**Exercise:**
Please turn the stretch of the records from the line containing "[pin] distant hillside -- one per line" through the last line into a JSON list of strings, one string per line, with blank lines left out.

**Record extracts:**
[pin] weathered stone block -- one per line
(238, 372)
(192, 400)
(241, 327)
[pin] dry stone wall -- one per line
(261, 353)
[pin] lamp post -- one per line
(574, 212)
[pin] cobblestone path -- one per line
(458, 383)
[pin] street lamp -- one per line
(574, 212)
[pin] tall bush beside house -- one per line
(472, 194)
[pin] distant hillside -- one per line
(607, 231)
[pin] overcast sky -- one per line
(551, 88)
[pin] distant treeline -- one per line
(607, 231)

**Response to this exercise:**
[
  "[pin] distant hillside -- one per line",
  "(607, 231)",
  "[pin] overcast sky -- one per line",
  "(551, 88)",
  "[pin] distant treeline -- one per line",
  "(607, 231)"
]